**What the task requires:** Print all the records exactly, please.

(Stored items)
┄┄┄┄┄┄┄┄┄┄┄┄┄┄┄┄┄┄┄┄

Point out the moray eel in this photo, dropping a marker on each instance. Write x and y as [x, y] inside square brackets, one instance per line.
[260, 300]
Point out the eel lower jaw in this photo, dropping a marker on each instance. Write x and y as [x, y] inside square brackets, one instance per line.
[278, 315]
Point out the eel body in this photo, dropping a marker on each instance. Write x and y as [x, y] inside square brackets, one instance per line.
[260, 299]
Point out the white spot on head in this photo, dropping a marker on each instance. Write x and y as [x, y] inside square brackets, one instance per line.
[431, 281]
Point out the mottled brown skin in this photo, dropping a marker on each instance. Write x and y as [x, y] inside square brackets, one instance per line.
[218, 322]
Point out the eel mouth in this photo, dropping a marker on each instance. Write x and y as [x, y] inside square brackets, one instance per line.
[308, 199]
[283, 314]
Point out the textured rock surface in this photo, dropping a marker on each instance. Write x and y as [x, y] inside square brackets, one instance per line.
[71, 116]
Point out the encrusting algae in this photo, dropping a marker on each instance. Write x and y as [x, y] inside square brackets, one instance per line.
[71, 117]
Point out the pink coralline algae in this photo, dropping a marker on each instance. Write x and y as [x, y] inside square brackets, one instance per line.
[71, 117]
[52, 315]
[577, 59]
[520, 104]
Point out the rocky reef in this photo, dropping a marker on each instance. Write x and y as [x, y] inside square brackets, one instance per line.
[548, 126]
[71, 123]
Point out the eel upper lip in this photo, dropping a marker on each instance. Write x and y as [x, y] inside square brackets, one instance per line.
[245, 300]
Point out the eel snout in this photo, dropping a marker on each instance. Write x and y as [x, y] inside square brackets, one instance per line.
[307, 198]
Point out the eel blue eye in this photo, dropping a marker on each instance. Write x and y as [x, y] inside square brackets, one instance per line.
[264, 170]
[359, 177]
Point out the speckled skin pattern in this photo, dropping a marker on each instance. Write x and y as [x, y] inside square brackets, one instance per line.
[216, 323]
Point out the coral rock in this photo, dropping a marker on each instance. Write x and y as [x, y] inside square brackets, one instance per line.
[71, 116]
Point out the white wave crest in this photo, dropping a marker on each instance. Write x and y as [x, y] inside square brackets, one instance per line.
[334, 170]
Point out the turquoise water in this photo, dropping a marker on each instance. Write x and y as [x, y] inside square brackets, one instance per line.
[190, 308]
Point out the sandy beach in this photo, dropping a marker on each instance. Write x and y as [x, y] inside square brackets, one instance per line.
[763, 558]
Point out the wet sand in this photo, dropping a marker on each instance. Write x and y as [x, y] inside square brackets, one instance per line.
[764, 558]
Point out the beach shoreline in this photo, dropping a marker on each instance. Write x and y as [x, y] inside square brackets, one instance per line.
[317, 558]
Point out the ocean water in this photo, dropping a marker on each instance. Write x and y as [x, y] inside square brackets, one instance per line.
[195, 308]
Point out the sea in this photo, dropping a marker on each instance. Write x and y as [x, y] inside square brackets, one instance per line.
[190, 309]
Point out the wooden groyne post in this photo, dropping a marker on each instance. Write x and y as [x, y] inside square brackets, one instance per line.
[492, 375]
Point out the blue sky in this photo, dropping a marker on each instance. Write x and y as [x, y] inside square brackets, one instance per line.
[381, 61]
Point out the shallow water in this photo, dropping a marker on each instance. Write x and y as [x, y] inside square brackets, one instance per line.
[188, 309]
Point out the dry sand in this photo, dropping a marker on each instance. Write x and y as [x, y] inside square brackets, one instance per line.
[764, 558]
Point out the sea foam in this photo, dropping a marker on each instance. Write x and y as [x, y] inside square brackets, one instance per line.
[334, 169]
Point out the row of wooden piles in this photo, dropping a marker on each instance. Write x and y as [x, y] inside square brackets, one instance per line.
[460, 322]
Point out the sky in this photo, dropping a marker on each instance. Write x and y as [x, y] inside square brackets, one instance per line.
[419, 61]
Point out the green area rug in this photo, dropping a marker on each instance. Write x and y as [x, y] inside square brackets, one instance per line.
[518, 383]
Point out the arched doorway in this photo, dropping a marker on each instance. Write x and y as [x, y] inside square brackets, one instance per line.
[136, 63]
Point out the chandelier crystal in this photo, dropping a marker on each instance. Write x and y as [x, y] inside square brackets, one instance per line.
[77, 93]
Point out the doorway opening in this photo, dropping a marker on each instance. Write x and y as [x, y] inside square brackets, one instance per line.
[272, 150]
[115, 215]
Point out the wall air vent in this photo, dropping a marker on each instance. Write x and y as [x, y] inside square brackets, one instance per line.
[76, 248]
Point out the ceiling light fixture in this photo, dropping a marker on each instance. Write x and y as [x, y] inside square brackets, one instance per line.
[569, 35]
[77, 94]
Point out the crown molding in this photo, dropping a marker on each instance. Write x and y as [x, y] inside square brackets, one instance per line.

┄┄┄┄┄┄┄┄┄┄┄┄┄┄┄┄┄┄┄┄

**Expected output:**
Point out the moray eel in this photo, dropping a marker on each instance. Write x and y as [x, y] inside square brackets, one instance per line.
[260, 300]
Point out the eel lower jaw in this photo, dropping a marker on each instance. Write x and y as [x, y] inside square brackets, one instance per line.
[278, 315]
Point out the eel body in this photo, dropping a marker on each instance. Write x and y as [x, y] inside square brackets, one instance per line.
[260, 299]
Point out the white spot on head in this photo, dropping a marker on each instance. Write x and y as [x, y] inside square brackets, one instance per line.
[431, 281]
Point out the mottled brown skin in this photo, dropping a marker on each instance. Write x and y as [x, y] inside square brackets, one instance per line.
[218, 322]
Point out the eel mouth in this photo, dropping a marker on each instance. Write x and y as [x, y] inside square brackets, one instance per line.
[308, 199]
[283, 314]
Point out the textured rock surface in this photo, dropping a marker on each instance. Write x and y as [x, y] inside square brackets, one instance per line.
[71, 116]
Point out the encrusting algae in this photo, dropping a marker on each instance. Write x and y as [x, y] inside square brackets, one instance per line.
[71, 117]
Point out the pink coralline algae in this photo, dropping a marker on each instance. Write x and y as [x, y] inside square brackets, one instance per line.
[71, 117]
[52, 315]
[577, 59]
[520, 104]
Point out the rocky reef in this photo, dropping a marker on each instance. Write x and y as [x, y] inside square brackets, one instance per line.
[548, 126]
[71, 123]
Point out the eel upper lip in this photo, dropping a marker on each instance. Write x and y as [x, y] inside square brackets, one instance per line.
[245, 300]
Point out the eel snout in this photo, dropping a marker on each instance. Write x and y as [x, y] inside square brackets, one instance per line.
[307, 198]
Point out the eel blue eye in this photo, dropping a marker on each instance. Write x and y as [x, y] inside square brackets, one instance per line.
[264, 170]
[359, 177]
Point out the speckled skin pattern in this photo, dropping a marker on each instance. Write x and y as [x, y] inside square brackets, one instance per line.
[216, 323]
Point out the coral rock in this photo, dropping a marker on each instance. Write x and y as [x, y] inside square brackets, one instance per line.
[71, 116]
Point out the white wave crest in this photo, dropping a marker on each instance. Write x and y as [x, y] inside square brackets, one instance per line.
[334, 170]
Point out the turquoise water in this photo, dropping a marker on each instance. Write x and y as [x, y] inside square brackets, one instance per line.
[190, 308]
Point out the sandy beach in this photo, dropping a marker on each instance. Write x and y as [x, y] inside square brackets, one instance per line.
[763, 558]
Point out the wet sand in this photo, dropping a marker on each instance. Write x and y as [x, y] inside square brackets, one instance per line.
[764, 558]
Point out the beach shoreline in this photo, dropping a marker on each instance. Write x and y as [x, y] inside square brackets, one instance per line.
[317, 558]
Point out the ocean water in this photo, dropping a marker on each instance. Write x and y as [x, y] inside square brackets, one instance per line.
[195, 308]
Point out the sea in this photo, dropping a marker on each instance. Write x and y as [x, y] inside square brackets, one instance per line.
[190, 309]
Point out the wooden groyne post in this photo, dropping a marker on each instance. Write x and y as [x, y] inside square brackets, one instance per line.
[492, 375]
Point out the blue sky in this photo, dropping a marker on each instance. Write x and y as [x, y] inside square brackets, one instance per line.
[381, 61]
Point out the shallow water in this photo, dropping a marker on each instance. Write x and y as [x, y] inside square brackets, one instance per line.
[188, 309]
Point out the dry sand in this photo, dropping a marker on each instance. Write x and y as [x, y] inside square brackets, one instance per line.
[764, 558]
Point out the sea foam in this photo, dropping a marker on each instance. Write x and y as [x, y] inside square brackets, one instance per line.
[334, 169]
Point out the row of wooden piles in this photo, dropping a marker on each instance. Write x and y as [x, y] inside square brackets, one instance per line.
[460, 322]
Point out the sky in this photo, dropping a marker on each instance. Write x and y as [x, y] inside square brackets, one instance per line.
[419, 61]
Point out the green area rug in this photo, dropping a marker on each instance. Write x and y as [x, y] inside square brackets, one instance per line.
[518, 383]
Point out the arched doorway in this photo, dropping a marker on each instance. Write x and y as [x, y] inside square brackets, one instance per line.
[136, 63]
Point out the chandelier crystal in this photo, dropping a marker on each instance. Write x and y as [x, y] inside square brackets, one instance per line.
[77, 93]
Point out the doorway opening in this photo, dropping a marker on each instance. Write x and y as [x, y] inside square brackets, one instance per line.
[272, 150]
[115, 215]
Point out the wall air vent in this photo, dropping a marker on each instance. Write x and y as [x, y] inside square brackets, one instance per line.
[76, 248]
Point out the ceiling light fixture in this photo, dropping a marker on each instance. Write x and y as [x, y] inside square brackets, one instance per line.
[569, 35]
[77, 94]
Point out the crown molding in this photo, dropping a marker on each instance. Write x and y as [x, y] inside square brackets, one instance per line.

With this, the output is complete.